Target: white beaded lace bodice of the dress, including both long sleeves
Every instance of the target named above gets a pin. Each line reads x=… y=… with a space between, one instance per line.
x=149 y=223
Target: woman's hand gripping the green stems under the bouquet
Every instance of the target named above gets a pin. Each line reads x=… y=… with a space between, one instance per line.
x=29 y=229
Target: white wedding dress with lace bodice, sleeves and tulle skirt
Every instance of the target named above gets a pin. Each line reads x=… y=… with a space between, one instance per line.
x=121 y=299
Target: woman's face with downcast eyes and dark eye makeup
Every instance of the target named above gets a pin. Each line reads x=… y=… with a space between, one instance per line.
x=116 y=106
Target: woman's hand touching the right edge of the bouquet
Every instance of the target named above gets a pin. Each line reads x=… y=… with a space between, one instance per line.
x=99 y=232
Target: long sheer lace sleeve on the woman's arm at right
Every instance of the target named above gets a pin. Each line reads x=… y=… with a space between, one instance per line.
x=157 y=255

*-*-*

GOAL OF THE EXERCISE
Repeat the material exactly, please, so that each line matches its source.

EXERCISE SOLUTION
Target: white beaded lace bodice of the dress, including both long sleeves
Every instance of the target named above gets a pin. Each line reads x=… y=… with a space between, one instance per line.
x=149 y=223
Target: woman's hand gripping the green stems under the bouquet
Every instance of the target named above gets a pin. Each line reads x=… y=… with a space between, one instance per line.
x=29 y=229
Target: white wedding dress with lace bodice, sleeves and tulle skirt
Every instance of the target named above gets a pin. Each line reads x=… y=… with a space between, one instance per line.
x=121 y=299
Target: woman's face with downcast eyes and dark eye makeup
Every instance of the target named above gets a pin. Each line reads x=… y=… with a space between, one instance per line.
x=116 y=106
Target: woman's hand touching the right edge of the bouquet
Every instance of the target named above gets a pin. Each line reads x=… y=… with a space between, one instance per line.
x=99 y=232
Target: long sheer lace sleeve on the woman's arm at right
Every instance of the target named above gets a pin. Each line reads x=… y=… with a space between, one instance per line.
x=157 y=255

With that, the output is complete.